● **Task to complete**: Count the lines below that contain the word "wall", and report only that number.

● **Data extracted from a collection**:
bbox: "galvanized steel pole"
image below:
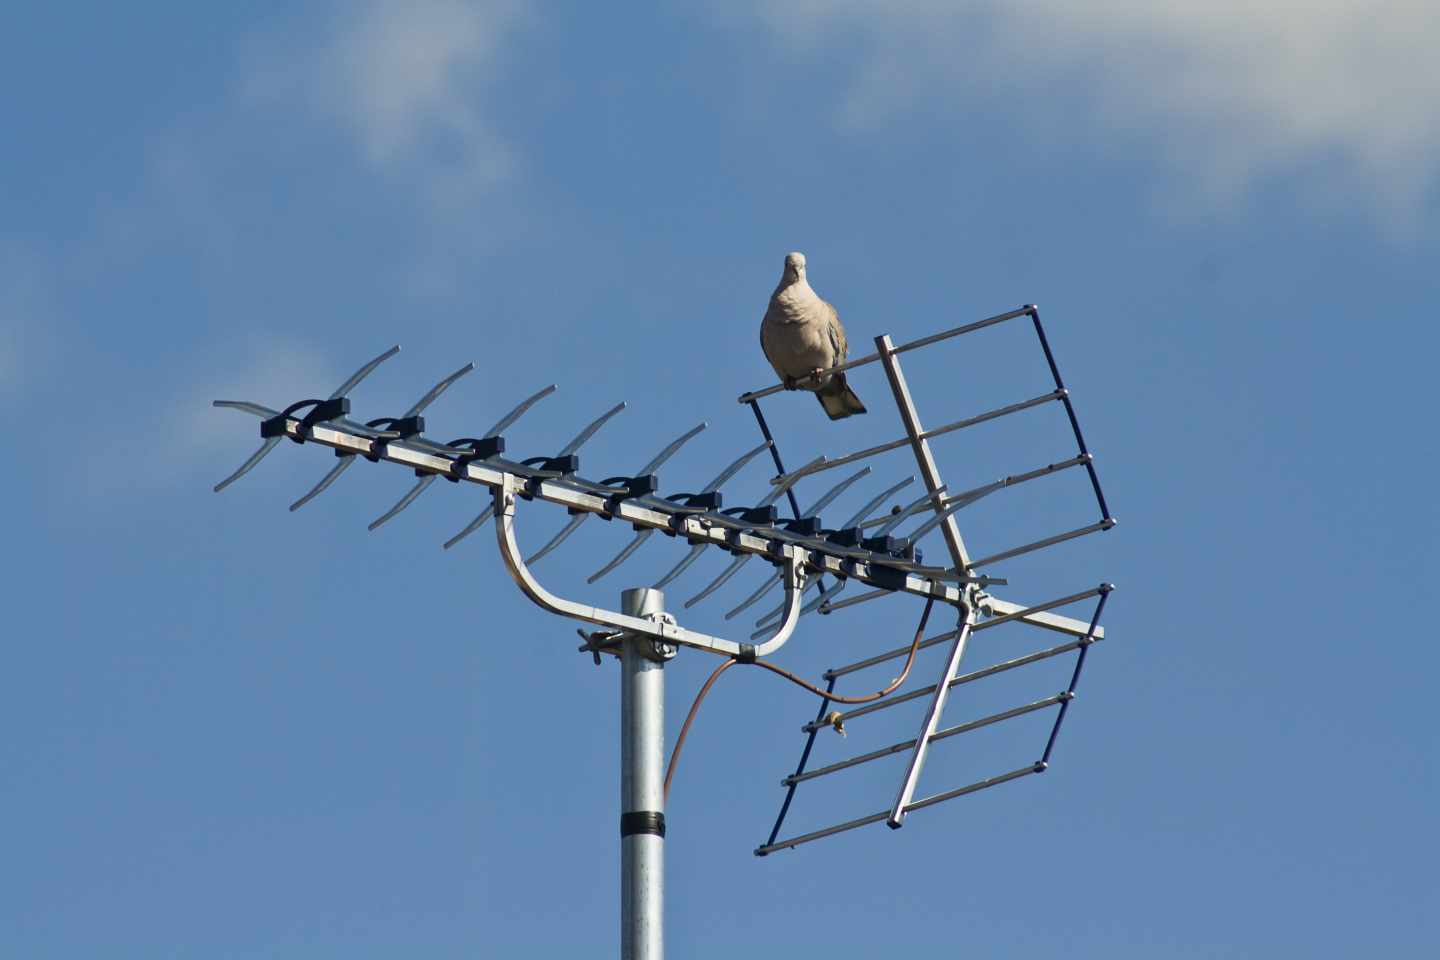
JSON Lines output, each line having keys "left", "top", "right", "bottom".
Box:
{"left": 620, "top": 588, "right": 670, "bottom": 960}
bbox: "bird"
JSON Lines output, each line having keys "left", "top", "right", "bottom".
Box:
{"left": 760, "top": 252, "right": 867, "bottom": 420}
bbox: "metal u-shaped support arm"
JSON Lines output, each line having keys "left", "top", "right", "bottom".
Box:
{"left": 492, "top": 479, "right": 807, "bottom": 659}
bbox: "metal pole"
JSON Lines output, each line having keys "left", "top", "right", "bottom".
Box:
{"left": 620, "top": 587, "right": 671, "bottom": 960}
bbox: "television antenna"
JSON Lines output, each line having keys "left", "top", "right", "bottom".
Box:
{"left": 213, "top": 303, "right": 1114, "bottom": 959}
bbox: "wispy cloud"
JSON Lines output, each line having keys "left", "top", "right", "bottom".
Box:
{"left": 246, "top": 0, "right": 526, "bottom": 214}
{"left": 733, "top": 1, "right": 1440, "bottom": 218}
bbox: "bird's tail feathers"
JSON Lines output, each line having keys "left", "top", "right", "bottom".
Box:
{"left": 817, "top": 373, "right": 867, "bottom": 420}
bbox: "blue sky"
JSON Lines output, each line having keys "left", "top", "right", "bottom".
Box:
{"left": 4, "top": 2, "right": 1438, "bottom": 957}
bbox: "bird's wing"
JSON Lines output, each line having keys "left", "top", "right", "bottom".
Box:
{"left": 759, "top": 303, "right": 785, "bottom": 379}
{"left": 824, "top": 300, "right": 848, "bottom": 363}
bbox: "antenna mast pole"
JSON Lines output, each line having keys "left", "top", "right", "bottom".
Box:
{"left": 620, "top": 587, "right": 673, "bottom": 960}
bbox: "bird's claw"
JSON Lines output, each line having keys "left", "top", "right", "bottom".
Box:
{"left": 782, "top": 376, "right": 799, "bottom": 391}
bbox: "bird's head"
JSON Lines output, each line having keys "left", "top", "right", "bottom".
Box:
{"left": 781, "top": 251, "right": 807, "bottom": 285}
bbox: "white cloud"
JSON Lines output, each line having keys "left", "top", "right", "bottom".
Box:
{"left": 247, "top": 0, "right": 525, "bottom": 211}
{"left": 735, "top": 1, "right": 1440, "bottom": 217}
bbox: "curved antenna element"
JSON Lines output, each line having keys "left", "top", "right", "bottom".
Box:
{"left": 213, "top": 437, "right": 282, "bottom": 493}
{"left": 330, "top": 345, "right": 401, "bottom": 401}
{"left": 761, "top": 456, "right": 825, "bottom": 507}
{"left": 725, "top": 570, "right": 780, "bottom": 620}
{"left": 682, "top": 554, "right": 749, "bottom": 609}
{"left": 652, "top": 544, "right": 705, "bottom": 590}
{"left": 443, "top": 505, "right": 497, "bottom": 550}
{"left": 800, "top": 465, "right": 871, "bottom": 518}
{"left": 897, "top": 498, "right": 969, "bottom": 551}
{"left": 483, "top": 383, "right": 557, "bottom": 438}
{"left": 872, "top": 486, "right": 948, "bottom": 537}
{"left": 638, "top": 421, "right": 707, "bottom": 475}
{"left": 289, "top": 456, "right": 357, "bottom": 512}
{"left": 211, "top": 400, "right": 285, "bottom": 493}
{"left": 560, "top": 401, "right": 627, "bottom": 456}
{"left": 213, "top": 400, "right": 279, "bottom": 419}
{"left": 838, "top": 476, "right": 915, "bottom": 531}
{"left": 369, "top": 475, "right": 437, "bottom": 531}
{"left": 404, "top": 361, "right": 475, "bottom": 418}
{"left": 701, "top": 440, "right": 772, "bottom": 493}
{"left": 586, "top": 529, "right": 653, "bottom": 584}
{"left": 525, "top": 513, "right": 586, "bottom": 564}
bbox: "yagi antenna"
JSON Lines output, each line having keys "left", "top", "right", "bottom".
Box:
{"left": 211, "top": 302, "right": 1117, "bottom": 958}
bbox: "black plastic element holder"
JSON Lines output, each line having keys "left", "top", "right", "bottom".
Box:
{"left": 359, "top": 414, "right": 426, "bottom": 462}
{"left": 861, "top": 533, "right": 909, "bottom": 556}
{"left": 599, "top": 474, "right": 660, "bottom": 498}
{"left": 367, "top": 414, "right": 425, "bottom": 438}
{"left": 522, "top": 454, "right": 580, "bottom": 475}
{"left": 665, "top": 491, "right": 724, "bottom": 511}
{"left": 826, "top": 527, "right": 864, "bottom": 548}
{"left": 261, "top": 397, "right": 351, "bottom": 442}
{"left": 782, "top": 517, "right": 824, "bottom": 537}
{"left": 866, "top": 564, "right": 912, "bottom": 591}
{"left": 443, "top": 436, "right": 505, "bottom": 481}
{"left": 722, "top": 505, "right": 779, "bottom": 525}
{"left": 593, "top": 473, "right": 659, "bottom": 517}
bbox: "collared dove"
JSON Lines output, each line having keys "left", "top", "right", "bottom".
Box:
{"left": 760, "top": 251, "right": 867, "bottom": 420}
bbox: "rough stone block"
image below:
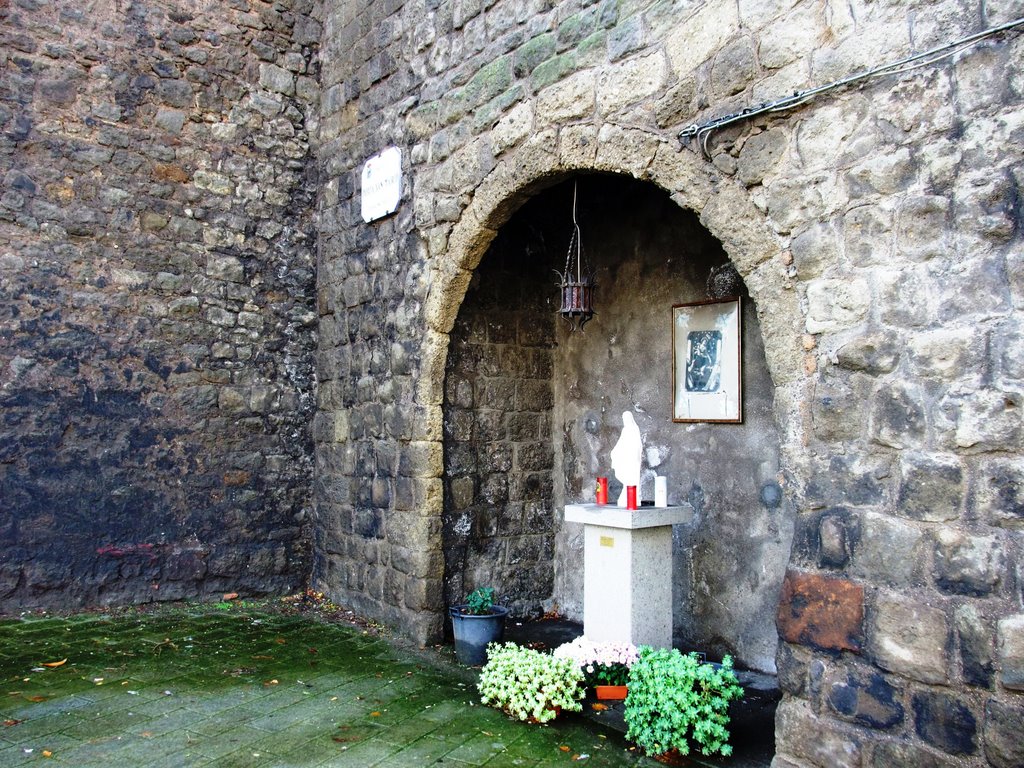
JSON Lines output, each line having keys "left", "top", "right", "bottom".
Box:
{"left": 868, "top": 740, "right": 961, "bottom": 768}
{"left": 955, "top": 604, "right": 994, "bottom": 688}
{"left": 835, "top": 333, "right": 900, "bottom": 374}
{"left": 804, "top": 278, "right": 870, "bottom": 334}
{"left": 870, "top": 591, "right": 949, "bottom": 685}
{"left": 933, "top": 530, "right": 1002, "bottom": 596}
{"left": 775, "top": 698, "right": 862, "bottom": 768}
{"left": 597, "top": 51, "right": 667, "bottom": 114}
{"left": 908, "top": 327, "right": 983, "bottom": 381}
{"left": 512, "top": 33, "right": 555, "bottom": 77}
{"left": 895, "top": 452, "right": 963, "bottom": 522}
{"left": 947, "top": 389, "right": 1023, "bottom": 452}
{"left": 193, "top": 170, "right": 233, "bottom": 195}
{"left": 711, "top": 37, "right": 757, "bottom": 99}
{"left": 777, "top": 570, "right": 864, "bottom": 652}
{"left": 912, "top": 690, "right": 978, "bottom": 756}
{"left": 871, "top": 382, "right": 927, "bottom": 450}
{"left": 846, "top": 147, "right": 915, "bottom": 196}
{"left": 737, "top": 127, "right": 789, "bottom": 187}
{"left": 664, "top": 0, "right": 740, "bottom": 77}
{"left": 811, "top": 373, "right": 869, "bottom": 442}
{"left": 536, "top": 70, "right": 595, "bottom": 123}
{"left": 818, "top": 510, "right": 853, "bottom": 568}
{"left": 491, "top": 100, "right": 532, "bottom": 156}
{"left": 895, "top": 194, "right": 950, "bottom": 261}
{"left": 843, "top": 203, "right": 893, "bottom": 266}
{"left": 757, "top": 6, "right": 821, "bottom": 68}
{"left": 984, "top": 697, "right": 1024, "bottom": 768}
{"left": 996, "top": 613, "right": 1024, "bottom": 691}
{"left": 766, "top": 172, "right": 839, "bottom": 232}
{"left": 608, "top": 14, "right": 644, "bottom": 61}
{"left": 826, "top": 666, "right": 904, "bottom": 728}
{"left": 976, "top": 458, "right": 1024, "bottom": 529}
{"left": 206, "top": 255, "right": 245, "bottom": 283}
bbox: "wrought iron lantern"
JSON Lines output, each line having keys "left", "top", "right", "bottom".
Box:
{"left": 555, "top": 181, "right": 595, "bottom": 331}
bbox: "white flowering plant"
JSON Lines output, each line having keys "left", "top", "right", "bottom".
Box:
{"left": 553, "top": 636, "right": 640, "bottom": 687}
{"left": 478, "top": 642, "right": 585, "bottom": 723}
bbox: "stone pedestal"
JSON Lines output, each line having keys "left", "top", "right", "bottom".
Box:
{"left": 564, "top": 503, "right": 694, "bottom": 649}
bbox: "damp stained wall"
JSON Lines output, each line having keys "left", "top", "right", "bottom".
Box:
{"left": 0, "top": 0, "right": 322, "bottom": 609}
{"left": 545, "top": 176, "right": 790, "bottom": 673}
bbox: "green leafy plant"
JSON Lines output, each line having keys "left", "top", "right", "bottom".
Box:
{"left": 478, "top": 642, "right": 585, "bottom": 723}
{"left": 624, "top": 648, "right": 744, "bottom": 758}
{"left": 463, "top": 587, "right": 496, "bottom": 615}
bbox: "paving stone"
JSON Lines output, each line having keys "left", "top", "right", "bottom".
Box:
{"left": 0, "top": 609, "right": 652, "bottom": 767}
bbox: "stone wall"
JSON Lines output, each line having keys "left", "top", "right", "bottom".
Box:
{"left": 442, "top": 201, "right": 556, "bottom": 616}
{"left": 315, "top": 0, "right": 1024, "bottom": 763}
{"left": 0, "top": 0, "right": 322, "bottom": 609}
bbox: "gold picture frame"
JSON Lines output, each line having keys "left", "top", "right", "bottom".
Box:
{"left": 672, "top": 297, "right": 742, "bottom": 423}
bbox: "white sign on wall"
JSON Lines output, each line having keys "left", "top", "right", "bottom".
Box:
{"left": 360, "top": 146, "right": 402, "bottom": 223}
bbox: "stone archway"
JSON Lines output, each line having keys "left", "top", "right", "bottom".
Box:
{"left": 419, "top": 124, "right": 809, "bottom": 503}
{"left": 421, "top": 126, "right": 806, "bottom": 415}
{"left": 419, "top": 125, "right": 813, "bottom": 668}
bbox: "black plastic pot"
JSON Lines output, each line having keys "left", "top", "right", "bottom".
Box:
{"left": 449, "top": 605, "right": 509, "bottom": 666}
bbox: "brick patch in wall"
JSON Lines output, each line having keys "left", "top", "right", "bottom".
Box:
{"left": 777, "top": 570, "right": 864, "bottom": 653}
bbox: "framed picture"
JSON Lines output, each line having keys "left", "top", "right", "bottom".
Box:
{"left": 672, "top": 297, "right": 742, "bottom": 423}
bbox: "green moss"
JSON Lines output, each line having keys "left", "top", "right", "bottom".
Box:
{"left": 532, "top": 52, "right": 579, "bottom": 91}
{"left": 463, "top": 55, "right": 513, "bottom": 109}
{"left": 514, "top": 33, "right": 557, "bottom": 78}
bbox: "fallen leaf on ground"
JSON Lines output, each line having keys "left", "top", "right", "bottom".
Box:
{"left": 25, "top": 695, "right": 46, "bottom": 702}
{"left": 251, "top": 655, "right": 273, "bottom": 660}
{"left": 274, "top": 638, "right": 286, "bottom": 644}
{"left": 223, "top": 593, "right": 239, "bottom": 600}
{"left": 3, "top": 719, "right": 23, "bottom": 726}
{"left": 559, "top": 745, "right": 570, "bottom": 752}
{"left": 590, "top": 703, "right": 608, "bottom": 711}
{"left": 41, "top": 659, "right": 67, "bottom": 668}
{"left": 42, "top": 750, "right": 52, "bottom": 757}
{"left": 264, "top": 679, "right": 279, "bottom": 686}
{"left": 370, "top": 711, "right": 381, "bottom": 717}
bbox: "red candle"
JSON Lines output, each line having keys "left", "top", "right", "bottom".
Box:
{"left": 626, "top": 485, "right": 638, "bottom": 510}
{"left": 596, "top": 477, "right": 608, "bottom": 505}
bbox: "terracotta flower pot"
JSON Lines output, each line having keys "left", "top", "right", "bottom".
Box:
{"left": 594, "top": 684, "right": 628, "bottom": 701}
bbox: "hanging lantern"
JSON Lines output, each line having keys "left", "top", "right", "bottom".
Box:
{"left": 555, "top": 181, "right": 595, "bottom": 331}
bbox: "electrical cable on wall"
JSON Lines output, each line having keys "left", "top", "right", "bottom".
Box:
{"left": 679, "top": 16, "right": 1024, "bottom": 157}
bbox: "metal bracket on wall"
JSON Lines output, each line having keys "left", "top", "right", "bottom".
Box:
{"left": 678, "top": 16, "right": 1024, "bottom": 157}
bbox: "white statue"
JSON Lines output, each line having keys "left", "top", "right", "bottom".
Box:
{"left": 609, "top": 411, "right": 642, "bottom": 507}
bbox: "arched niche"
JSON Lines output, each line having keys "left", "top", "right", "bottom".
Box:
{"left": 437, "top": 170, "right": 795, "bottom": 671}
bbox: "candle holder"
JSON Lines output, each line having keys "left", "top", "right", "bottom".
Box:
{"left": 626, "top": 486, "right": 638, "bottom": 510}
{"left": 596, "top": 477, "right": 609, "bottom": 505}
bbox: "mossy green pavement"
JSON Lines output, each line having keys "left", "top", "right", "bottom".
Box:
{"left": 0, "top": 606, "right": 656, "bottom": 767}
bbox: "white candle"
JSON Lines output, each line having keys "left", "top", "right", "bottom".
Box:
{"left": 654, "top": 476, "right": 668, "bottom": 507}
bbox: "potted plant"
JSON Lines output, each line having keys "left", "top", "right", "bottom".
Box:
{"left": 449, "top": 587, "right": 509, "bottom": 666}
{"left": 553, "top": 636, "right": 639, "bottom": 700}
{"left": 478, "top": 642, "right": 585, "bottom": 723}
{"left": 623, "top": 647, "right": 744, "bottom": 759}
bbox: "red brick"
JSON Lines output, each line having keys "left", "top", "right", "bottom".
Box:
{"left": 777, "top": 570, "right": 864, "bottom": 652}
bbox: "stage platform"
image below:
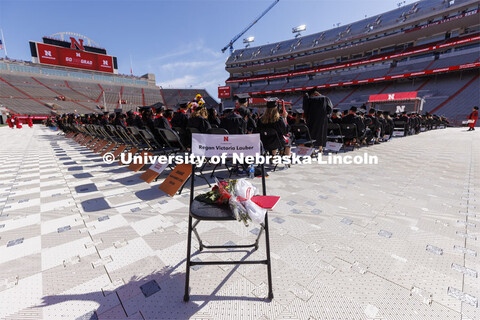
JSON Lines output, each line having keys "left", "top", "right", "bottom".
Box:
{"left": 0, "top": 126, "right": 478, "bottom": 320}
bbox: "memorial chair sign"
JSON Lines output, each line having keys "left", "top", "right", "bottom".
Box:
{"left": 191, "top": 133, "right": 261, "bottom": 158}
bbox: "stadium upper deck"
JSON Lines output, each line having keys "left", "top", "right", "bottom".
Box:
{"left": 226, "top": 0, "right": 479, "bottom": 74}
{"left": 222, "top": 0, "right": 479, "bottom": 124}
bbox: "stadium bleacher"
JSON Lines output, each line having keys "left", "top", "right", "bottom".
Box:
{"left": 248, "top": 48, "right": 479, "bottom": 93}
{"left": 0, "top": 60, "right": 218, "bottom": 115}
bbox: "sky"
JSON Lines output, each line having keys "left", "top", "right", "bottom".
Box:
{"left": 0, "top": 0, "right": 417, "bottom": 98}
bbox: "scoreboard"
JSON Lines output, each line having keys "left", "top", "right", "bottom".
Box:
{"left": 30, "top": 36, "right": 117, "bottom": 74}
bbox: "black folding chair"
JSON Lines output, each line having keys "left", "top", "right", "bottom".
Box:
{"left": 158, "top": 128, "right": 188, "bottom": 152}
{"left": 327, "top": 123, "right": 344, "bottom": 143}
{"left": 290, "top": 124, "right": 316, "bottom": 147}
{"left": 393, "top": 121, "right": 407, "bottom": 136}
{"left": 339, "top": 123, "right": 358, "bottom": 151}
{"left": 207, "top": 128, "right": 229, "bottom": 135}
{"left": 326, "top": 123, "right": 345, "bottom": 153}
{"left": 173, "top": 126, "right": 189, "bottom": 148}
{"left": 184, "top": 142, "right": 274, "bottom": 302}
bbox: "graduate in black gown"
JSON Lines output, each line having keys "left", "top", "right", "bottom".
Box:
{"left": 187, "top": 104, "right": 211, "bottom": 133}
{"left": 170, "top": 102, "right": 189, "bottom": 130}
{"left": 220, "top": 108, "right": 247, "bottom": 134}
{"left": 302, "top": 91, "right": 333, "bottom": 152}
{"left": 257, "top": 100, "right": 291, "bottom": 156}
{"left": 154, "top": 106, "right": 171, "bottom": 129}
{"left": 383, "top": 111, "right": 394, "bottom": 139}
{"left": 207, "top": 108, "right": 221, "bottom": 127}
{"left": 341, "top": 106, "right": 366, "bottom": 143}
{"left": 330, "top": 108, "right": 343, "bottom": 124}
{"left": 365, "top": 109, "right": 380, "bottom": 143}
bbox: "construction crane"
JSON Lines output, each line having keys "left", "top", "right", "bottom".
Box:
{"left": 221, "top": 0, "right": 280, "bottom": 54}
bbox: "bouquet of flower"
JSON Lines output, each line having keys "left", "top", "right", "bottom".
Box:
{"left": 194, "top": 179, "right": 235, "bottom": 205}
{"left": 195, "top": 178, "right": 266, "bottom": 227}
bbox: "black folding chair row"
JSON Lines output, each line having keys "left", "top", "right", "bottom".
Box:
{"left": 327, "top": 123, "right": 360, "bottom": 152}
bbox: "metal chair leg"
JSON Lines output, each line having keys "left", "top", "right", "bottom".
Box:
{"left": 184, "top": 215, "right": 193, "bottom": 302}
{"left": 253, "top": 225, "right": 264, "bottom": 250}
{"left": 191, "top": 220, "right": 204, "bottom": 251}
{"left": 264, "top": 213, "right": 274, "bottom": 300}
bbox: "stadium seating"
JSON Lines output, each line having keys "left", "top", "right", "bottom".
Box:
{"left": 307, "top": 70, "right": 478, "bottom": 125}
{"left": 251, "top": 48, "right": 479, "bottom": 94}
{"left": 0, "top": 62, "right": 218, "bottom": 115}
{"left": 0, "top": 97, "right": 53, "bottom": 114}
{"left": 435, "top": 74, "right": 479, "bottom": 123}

● **Solution to this task**: 6